◆ WHAT IS BEING ASKED:
Gather every line of the entries that includes the word "back".

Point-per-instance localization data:

+++

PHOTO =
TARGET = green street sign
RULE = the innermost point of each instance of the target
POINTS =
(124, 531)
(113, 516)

+++

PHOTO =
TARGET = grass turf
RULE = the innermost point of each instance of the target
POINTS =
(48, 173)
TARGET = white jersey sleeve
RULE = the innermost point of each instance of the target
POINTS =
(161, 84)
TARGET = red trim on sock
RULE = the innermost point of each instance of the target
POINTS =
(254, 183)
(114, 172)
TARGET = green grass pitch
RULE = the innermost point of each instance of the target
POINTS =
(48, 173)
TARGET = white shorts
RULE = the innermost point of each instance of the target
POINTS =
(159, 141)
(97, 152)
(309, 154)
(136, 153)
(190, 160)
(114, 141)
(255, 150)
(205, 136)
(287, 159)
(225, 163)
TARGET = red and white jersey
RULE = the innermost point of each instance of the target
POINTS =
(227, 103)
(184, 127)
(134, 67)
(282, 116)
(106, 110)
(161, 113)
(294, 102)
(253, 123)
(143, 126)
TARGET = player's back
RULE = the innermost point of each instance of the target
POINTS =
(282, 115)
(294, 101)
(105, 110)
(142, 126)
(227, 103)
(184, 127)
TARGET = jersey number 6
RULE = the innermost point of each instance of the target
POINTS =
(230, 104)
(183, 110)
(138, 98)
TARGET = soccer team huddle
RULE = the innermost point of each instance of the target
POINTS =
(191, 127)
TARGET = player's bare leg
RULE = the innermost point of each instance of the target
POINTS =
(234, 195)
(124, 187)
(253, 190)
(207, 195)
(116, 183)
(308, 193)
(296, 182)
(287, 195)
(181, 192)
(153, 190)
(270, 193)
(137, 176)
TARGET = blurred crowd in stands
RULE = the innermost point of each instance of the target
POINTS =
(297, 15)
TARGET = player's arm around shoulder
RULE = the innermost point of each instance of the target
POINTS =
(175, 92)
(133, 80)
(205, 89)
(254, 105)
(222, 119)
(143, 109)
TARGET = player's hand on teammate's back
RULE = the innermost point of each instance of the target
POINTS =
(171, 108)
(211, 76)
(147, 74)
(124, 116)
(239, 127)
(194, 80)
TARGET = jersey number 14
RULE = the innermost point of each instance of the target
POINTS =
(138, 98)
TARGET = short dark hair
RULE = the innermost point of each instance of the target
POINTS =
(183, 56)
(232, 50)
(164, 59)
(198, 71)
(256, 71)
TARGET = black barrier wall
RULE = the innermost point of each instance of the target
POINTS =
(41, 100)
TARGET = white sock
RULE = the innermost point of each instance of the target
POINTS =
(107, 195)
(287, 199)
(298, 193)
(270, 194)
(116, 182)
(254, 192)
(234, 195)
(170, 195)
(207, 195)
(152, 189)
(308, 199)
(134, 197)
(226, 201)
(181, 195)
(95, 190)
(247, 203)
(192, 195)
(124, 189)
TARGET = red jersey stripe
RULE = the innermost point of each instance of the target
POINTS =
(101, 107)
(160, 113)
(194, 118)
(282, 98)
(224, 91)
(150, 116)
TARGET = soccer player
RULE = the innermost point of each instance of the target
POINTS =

+++

◆ OUTPUT OF THE TASK:
TARGET = player's back
TARGET = player's hand on teammate's back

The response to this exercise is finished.